PROBLEM:
Show every line of the records below that contains the word "bunting", copying each one in full. Case counts.
* Begin *
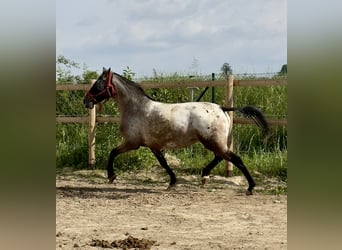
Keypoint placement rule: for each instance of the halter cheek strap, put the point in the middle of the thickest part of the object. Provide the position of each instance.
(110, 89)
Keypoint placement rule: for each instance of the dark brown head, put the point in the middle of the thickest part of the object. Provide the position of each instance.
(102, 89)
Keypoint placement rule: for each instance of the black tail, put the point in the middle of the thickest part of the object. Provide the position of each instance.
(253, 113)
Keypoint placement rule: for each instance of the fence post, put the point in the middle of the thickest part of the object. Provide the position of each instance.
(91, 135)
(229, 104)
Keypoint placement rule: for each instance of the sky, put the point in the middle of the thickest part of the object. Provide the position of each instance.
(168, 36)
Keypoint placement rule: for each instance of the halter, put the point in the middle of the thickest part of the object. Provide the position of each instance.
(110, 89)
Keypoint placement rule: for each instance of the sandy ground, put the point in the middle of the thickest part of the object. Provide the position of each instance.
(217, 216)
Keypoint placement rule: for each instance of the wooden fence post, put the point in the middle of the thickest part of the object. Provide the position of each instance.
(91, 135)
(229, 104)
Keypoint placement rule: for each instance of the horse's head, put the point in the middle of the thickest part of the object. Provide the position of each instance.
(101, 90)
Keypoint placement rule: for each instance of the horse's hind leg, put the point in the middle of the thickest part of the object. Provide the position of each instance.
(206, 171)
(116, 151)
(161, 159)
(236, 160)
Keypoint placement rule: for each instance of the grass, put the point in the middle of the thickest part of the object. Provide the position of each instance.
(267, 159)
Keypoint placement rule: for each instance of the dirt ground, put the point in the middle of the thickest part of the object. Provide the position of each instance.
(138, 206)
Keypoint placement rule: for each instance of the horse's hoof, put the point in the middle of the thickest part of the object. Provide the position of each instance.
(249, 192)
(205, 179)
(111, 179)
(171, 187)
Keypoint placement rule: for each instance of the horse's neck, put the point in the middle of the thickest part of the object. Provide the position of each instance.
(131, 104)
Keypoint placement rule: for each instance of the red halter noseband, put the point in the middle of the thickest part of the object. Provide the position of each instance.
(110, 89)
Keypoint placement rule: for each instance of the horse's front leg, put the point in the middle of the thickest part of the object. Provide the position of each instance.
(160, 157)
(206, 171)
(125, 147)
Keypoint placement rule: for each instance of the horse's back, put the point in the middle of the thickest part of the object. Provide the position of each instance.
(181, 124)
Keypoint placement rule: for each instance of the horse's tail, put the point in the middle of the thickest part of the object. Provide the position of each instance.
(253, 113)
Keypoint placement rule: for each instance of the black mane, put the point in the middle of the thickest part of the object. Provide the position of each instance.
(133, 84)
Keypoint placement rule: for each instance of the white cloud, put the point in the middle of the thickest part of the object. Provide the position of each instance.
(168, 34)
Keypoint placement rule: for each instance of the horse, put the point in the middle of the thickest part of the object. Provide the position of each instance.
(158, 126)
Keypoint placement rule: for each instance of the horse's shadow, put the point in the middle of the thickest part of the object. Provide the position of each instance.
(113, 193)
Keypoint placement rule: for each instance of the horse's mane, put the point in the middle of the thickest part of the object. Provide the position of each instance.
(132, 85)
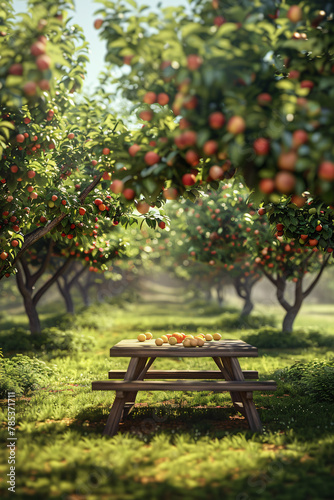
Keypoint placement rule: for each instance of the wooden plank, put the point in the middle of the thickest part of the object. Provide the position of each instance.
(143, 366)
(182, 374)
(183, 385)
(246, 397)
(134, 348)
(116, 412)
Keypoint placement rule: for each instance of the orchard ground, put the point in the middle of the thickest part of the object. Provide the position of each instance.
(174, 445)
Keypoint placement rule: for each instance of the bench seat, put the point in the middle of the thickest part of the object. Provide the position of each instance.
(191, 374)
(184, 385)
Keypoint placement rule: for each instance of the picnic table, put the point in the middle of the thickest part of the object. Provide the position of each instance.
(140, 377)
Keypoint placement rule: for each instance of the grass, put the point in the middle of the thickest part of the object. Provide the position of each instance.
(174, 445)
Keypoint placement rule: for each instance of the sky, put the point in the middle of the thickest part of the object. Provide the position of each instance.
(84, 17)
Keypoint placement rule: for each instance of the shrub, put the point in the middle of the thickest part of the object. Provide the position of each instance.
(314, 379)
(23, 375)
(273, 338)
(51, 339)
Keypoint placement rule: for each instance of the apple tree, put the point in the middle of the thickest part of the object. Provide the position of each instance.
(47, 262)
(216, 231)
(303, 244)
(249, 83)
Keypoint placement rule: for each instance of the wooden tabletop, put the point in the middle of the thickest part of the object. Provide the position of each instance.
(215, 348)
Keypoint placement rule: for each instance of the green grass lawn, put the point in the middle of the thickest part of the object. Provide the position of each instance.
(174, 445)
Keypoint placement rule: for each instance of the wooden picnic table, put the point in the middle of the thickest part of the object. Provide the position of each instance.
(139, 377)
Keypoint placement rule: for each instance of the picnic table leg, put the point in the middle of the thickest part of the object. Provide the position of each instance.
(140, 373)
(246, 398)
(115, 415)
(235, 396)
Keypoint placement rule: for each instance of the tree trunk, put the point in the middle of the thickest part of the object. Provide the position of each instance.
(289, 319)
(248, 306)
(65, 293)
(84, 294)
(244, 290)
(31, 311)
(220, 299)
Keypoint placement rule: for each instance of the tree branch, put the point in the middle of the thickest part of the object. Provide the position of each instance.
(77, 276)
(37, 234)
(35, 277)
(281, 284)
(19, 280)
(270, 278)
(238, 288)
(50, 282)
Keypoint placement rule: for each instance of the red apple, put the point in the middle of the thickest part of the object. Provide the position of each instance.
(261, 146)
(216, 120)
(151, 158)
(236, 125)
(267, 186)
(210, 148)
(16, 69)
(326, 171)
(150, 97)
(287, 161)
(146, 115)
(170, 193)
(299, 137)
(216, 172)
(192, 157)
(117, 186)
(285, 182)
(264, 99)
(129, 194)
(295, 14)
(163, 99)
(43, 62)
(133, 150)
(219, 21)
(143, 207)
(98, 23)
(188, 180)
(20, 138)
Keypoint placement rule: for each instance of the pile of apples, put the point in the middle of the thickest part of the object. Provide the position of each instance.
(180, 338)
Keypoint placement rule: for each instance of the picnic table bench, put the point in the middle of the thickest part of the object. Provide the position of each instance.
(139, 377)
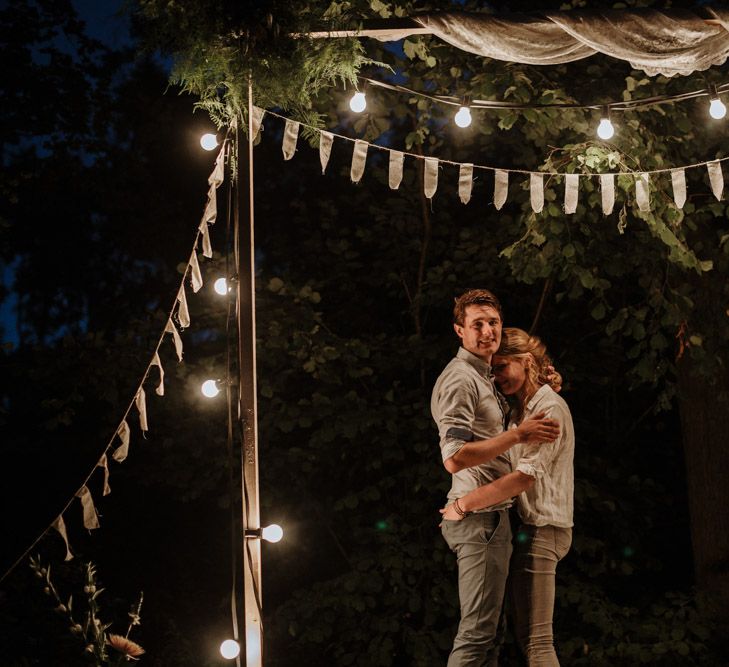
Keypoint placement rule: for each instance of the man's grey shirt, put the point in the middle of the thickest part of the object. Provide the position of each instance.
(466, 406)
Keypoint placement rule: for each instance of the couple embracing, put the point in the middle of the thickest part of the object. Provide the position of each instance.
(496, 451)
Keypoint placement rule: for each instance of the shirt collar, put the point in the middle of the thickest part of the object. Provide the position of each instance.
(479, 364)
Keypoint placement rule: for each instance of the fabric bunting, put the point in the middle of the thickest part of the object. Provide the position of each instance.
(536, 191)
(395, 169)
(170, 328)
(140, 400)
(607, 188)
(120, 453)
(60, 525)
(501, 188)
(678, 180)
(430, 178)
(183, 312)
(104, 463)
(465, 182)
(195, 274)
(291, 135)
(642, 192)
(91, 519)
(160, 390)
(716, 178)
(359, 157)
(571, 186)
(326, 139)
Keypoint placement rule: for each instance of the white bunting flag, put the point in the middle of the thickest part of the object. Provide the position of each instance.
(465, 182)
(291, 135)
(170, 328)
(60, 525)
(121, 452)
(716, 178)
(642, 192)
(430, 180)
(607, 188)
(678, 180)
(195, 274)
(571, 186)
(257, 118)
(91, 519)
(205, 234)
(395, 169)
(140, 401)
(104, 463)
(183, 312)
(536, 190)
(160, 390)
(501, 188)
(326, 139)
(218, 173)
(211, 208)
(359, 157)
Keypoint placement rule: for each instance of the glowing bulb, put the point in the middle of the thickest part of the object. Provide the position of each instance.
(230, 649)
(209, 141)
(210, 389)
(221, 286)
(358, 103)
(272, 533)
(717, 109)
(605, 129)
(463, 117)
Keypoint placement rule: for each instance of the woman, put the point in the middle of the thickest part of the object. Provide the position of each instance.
* End *
* Begin *
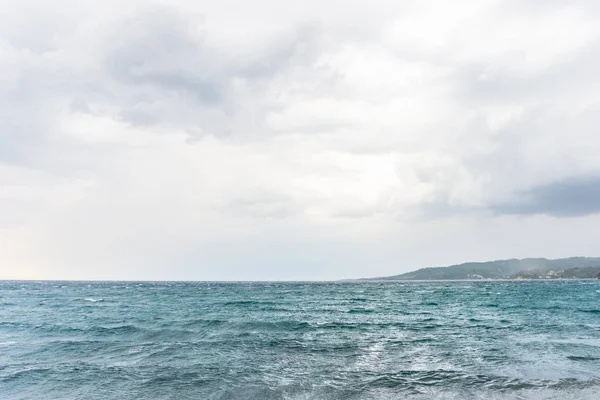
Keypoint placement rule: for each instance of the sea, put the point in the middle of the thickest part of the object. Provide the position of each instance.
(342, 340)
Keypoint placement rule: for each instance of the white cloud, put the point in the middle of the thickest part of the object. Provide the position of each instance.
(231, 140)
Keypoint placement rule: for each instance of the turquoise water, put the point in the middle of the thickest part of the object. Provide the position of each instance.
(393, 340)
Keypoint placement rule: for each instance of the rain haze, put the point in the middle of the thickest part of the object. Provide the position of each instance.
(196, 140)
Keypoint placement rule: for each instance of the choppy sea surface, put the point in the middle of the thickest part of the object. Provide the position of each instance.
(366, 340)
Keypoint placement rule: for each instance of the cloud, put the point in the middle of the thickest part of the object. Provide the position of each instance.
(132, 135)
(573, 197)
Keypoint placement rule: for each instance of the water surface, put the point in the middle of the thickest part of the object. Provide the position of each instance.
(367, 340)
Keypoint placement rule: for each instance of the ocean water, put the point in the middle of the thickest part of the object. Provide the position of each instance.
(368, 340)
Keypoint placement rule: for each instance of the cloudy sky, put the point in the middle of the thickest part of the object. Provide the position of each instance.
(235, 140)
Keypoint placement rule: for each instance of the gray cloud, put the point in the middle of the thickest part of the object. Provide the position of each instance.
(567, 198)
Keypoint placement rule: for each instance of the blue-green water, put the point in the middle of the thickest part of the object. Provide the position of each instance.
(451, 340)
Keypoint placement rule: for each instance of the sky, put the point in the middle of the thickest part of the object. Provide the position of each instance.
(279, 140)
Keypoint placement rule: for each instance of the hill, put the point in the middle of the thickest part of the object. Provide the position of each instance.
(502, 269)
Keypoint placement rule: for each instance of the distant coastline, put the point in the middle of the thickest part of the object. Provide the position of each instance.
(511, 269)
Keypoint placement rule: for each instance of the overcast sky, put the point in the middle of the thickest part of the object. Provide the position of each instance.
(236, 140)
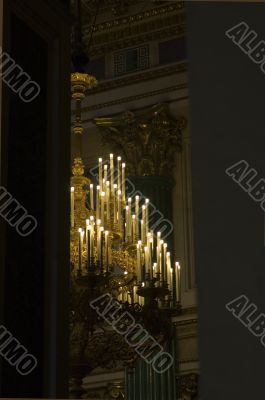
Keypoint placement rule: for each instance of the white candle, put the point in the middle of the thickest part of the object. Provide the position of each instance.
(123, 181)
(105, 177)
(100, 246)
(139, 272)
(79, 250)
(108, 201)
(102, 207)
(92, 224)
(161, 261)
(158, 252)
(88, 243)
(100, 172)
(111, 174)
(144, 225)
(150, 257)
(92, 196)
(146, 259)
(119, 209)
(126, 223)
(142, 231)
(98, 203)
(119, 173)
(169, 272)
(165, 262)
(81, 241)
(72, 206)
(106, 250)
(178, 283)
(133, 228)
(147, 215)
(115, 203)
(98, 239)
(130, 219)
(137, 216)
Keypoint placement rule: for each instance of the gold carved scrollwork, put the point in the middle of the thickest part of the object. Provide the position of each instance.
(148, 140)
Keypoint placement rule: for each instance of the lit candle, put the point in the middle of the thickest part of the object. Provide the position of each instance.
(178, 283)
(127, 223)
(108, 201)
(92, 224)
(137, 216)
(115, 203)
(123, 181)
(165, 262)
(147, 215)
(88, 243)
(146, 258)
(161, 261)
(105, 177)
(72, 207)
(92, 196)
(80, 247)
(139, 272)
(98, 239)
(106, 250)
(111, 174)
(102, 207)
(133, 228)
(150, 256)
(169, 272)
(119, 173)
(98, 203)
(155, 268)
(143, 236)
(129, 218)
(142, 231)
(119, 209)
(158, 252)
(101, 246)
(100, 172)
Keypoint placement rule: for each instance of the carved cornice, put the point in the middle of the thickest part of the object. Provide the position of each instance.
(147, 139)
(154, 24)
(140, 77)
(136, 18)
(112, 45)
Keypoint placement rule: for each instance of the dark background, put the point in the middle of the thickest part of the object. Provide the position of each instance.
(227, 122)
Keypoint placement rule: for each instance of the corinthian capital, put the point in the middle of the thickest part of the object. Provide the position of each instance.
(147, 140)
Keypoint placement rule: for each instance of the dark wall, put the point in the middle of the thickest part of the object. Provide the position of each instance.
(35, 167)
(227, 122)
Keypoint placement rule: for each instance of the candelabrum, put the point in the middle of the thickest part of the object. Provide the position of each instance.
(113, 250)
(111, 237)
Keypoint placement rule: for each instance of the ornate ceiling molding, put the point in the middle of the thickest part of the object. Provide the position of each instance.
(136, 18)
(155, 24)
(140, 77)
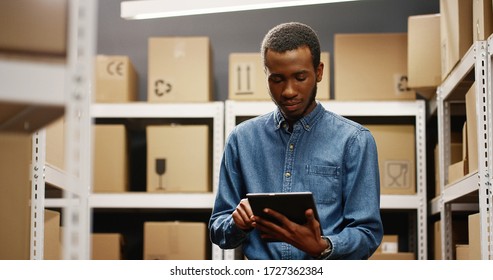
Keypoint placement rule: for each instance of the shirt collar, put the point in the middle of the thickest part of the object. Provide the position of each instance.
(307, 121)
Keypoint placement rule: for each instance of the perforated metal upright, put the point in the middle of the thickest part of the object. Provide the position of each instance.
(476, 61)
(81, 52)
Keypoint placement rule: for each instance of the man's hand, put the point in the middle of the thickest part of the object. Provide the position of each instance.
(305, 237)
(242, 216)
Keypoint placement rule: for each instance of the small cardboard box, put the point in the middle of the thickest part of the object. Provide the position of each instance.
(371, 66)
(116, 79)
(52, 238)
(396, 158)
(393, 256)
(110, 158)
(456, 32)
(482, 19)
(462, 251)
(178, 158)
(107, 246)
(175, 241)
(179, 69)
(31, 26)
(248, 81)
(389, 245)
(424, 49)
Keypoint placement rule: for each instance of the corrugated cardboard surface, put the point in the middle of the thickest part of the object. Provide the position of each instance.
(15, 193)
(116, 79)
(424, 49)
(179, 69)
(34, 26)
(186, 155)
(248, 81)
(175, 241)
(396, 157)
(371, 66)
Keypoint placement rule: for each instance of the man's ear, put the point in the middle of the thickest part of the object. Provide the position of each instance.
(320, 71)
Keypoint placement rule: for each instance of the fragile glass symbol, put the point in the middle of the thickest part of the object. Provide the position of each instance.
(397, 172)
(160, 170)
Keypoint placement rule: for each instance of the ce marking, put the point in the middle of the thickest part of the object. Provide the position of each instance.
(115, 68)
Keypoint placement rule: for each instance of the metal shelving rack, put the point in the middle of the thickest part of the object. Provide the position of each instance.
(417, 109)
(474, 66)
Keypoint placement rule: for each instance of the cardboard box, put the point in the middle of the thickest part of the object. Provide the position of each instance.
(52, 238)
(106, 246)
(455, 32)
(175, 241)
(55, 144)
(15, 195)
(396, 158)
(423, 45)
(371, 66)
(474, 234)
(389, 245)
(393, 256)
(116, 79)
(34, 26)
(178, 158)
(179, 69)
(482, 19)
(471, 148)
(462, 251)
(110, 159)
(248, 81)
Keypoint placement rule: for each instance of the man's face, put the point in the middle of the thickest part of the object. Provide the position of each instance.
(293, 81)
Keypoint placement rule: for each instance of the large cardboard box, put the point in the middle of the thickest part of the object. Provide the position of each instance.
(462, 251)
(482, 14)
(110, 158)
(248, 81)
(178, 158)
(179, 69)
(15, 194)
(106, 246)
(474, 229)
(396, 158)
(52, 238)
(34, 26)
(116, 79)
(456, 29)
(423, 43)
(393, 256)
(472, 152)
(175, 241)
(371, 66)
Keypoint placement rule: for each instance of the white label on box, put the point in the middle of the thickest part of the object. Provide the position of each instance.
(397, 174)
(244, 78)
* End *
WRITTEN SOLUTION:
Keypoint placement rule: for each instance of the fabric bunting, put the point in the middle of the thickest part of the object. Provide the position of each instance.
Keypoint placement rule: for each instance of the white bunting flag, put the point in the middle of the thickest part of the object. Provide the position of each instance.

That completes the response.